* Work task
From the listing below, reproduce word for word the part that opens with the line containing "-- sample [1,128]." and closes with the line containing "-- sample [489,335]."; reproduce nothing else.

* Extracted material
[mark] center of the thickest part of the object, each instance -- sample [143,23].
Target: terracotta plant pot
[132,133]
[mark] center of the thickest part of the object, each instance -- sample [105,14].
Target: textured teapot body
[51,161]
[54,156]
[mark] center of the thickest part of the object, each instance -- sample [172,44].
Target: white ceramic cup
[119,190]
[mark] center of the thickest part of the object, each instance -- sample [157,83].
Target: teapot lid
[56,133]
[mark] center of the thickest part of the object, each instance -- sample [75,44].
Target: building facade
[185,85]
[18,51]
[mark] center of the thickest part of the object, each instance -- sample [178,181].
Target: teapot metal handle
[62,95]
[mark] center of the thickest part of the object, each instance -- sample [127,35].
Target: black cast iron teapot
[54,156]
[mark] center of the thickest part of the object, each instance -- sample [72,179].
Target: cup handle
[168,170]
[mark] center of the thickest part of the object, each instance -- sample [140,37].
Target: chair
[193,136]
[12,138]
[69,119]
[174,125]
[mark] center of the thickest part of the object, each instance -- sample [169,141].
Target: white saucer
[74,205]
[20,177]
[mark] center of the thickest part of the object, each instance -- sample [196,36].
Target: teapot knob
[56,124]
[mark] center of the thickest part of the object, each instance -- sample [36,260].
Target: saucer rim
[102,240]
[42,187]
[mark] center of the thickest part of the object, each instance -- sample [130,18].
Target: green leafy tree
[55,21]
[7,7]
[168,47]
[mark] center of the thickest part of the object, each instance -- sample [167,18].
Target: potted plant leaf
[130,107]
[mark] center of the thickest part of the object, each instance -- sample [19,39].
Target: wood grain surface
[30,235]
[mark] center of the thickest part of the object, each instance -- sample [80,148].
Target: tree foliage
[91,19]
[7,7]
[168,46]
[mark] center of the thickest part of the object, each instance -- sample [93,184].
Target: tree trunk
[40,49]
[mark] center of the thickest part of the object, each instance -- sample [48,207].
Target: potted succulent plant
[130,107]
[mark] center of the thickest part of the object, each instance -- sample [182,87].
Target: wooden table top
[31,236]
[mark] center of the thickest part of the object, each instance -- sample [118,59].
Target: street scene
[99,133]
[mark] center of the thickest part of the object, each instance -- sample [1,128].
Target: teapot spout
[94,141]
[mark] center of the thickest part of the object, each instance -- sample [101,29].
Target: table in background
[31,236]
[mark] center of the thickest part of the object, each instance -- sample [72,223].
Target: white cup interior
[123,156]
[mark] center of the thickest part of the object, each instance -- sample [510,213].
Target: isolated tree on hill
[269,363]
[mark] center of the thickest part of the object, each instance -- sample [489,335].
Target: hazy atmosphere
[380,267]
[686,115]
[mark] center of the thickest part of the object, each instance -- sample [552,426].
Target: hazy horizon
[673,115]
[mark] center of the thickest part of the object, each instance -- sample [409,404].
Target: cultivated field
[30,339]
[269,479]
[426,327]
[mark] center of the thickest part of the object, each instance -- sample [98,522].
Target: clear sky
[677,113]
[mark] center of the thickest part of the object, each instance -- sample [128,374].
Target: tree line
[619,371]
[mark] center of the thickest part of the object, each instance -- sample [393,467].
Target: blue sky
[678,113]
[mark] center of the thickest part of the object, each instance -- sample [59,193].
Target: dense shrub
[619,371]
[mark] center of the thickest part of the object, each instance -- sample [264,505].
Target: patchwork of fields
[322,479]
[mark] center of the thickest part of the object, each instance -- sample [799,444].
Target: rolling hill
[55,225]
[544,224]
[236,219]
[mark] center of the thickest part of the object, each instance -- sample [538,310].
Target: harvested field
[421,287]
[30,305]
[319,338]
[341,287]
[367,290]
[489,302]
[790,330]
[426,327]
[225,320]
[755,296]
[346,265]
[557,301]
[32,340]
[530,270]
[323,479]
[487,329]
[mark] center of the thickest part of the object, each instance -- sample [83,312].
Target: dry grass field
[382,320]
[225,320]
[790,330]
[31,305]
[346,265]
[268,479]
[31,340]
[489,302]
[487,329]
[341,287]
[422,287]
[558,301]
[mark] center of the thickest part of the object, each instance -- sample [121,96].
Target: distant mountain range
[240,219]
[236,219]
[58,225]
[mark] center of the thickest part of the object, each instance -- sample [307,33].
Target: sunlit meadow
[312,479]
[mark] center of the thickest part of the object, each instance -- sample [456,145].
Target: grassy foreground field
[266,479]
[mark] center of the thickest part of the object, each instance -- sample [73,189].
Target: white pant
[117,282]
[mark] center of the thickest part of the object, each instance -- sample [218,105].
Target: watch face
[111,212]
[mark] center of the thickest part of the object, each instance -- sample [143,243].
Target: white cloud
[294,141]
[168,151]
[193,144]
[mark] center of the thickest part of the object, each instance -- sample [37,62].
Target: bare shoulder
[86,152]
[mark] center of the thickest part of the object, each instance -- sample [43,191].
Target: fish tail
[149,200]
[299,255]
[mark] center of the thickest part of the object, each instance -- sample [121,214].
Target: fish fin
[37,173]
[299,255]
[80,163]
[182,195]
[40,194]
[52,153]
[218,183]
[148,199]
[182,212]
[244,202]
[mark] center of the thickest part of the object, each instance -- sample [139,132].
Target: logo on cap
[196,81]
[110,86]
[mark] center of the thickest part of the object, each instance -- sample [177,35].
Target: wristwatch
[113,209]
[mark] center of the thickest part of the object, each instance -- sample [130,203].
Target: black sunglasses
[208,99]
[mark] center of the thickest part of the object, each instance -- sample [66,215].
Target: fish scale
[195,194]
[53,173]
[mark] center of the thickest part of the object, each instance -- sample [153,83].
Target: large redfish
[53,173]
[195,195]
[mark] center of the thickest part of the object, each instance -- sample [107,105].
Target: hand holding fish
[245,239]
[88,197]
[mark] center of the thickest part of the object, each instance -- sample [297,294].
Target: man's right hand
--
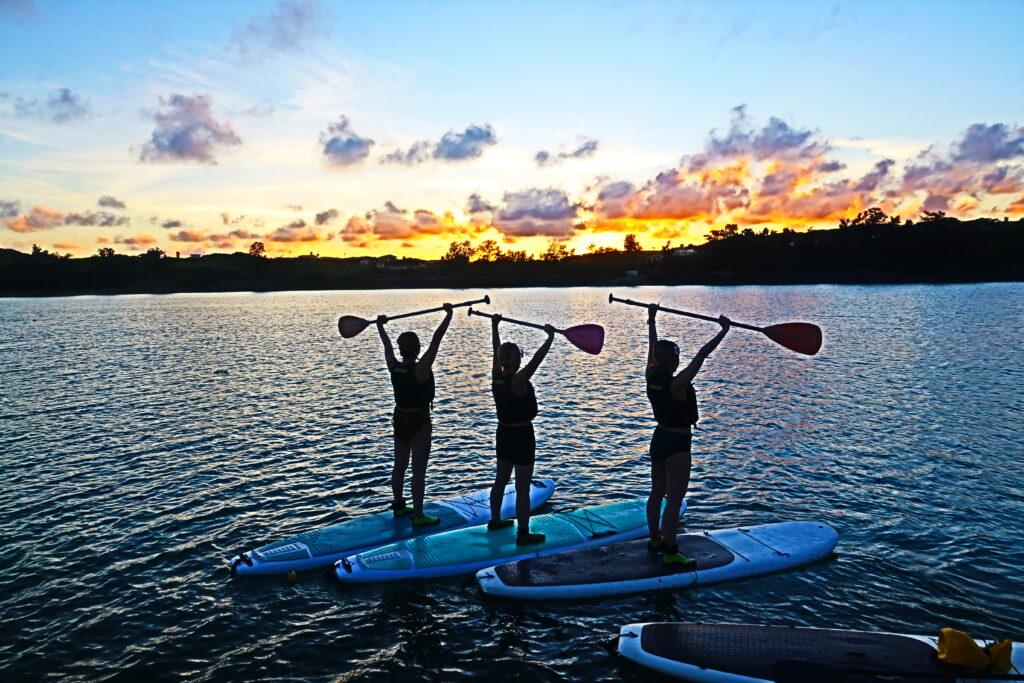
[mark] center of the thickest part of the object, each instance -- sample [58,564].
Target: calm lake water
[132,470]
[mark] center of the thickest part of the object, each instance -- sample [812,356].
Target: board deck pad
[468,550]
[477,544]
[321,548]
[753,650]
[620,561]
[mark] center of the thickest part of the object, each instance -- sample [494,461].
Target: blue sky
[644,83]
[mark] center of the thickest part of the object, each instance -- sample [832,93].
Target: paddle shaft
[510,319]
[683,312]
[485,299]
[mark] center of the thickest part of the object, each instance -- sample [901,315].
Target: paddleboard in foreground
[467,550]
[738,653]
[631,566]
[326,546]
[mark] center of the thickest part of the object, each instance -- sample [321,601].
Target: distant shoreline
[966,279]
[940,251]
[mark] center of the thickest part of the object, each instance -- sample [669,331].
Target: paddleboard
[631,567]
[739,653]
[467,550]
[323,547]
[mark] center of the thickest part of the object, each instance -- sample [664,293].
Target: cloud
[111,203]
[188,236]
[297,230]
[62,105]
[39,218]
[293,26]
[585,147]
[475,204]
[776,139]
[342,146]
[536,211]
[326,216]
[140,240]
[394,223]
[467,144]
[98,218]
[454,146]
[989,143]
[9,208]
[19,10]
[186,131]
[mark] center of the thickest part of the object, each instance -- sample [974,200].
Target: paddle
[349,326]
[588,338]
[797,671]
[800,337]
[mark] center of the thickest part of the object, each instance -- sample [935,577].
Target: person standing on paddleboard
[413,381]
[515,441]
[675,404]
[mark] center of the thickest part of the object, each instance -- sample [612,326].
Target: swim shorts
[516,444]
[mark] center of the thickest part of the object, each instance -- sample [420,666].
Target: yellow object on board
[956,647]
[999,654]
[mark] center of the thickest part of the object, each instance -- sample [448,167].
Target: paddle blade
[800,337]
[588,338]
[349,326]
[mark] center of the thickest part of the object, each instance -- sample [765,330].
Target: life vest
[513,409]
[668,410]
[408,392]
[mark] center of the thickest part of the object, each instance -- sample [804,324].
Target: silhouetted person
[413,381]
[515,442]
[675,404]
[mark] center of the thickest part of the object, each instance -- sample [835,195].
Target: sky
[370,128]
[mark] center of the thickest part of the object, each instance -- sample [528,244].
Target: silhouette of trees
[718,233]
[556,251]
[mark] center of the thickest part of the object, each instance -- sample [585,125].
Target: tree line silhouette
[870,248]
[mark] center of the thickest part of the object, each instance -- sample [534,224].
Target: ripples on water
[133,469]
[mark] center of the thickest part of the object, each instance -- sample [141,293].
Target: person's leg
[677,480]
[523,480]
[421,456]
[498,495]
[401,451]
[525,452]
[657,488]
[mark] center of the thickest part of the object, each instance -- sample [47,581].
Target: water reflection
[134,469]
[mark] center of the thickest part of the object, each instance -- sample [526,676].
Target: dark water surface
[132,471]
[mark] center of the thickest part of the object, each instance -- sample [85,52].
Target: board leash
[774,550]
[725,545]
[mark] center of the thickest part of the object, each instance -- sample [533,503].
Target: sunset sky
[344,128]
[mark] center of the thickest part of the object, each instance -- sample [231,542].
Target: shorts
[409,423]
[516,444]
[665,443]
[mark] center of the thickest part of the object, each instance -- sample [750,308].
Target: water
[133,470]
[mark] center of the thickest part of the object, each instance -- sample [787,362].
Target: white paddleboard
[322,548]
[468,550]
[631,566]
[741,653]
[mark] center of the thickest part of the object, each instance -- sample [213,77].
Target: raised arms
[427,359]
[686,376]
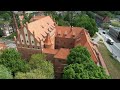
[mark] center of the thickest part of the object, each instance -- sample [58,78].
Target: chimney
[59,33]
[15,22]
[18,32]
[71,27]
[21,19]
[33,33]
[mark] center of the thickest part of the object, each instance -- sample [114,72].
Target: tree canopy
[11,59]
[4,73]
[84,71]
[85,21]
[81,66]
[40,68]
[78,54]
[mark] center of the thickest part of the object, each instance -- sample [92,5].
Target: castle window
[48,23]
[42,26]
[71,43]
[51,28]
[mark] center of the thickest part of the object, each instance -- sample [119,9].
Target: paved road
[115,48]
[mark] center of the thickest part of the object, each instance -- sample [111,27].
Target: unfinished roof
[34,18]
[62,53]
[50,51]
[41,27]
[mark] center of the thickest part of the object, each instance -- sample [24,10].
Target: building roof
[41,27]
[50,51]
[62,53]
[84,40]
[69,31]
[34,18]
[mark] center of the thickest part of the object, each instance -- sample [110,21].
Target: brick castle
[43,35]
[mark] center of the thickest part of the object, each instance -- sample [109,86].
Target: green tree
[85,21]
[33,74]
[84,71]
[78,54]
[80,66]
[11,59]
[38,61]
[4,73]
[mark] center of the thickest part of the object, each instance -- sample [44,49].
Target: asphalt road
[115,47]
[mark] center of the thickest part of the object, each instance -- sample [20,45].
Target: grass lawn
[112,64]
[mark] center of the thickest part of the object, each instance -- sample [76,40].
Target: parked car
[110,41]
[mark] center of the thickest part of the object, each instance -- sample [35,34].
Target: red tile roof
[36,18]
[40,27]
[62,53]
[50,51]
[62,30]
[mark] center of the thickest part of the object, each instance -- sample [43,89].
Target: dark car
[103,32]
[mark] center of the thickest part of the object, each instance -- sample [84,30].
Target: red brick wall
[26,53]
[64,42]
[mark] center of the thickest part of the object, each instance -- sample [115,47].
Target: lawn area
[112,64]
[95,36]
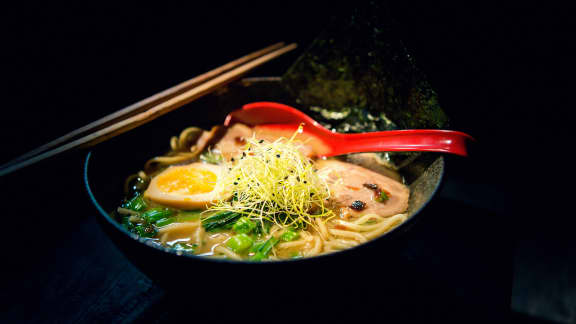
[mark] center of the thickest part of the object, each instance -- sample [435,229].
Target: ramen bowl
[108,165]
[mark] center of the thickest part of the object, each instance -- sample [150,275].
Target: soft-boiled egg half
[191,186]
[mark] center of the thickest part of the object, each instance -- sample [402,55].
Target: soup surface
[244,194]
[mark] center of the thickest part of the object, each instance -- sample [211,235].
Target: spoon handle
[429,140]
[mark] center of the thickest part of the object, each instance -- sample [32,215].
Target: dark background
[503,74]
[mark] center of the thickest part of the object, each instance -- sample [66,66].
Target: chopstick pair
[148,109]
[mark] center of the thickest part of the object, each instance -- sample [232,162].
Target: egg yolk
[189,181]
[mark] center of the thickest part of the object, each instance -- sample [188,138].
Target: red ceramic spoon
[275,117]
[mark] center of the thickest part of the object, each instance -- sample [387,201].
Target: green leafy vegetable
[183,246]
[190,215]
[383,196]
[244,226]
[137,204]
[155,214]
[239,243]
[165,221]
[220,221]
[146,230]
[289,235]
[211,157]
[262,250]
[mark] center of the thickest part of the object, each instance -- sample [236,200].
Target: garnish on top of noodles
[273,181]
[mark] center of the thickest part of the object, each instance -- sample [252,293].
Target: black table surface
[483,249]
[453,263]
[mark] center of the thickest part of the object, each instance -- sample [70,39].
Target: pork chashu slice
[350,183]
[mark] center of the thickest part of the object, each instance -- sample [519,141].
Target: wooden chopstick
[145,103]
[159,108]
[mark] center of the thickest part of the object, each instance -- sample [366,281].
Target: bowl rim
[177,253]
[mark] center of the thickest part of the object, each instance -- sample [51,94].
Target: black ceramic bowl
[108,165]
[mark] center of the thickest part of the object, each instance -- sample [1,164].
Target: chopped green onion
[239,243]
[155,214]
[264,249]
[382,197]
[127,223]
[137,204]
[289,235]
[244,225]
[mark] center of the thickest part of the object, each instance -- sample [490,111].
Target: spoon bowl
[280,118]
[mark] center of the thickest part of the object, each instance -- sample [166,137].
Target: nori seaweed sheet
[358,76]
---
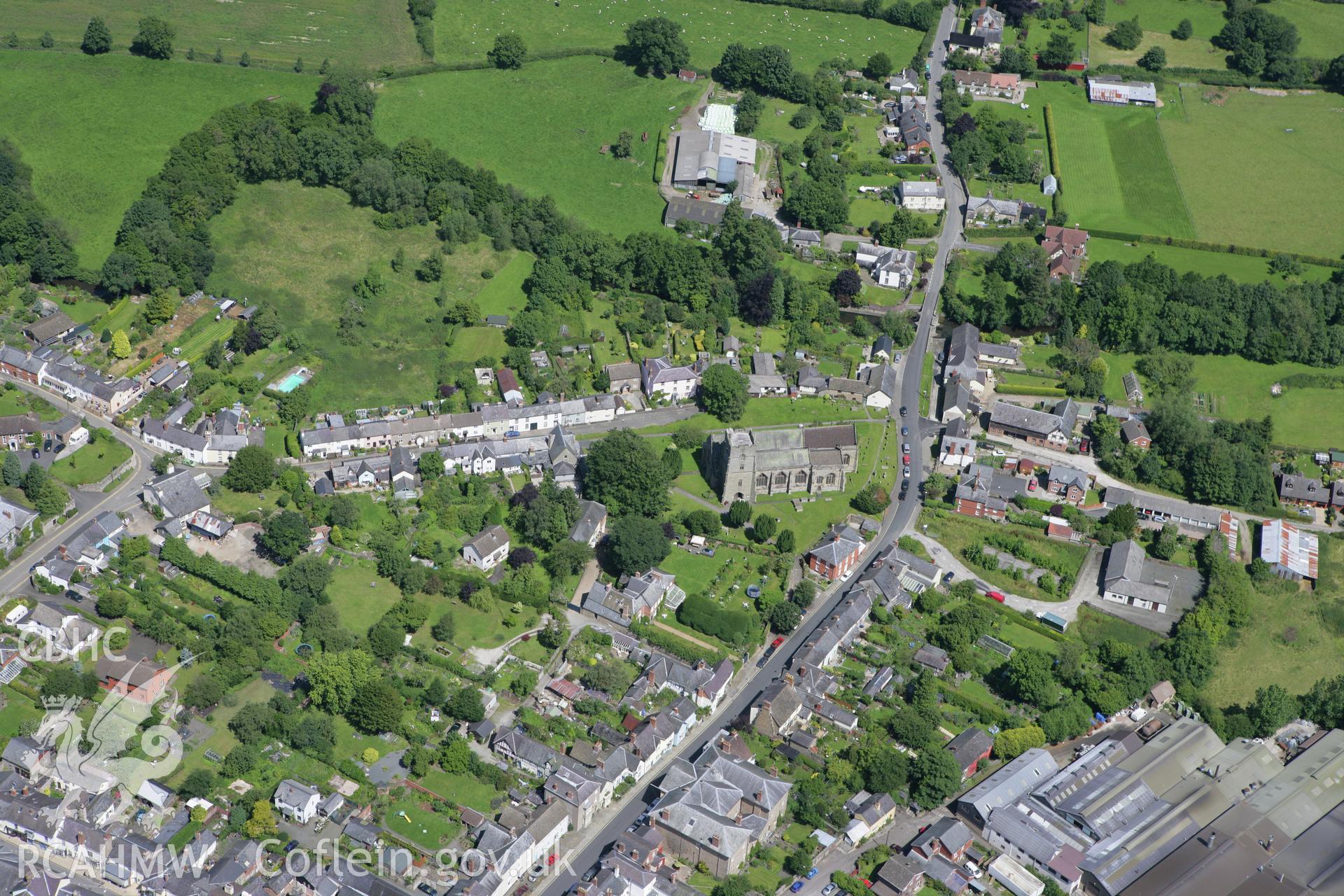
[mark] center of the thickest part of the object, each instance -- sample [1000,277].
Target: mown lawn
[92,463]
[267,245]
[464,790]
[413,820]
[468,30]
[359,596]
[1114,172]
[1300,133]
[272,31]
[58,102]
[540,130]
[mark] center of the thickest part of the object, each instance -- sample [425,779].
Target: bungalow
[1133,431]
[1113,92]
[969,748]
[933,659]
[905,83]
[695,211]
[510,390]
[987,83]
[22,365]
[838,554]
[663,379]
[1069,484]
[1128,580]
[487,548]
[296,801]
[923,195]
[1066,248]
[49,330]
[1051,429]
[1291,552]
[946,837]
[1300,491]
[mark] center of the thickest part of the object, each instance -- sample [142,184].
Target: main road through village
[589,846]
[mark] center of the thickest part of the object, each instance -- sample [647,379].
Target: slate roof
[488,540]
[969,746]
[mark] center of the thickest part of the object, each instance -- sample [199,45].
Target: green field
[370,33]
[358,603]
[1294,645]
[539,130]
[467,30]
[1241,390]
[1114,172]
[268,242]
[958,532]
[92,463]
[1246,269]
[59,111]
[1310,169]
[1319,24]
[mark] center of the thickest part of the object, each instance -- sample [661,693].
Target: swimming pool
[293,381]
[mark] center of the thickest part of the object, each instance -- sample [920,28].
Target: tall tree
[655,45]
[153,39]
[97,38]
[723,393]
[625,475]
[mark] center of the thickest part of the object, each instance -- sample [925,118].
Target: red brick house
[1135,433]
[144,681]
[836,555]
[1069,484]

* Result
[mark] center of the thickest part of the object, each instance -- sample [1,128].
Target: teapot spout
[94,141]
[mark] center of the thickest part of the object, each instance -- sample [101,29].
Target: table in background
[31,236]
[mark] center of the thickest part of the object, each instance -- sample [72,223].
Target: white cup interior
[123,156]
[mark] center of the thickest part of the object, each instance -- sample [510,213].
Target: isolated tree on hill
[269,363]
[mark] center of the thickest part of the object, each instance -- sample [489,335].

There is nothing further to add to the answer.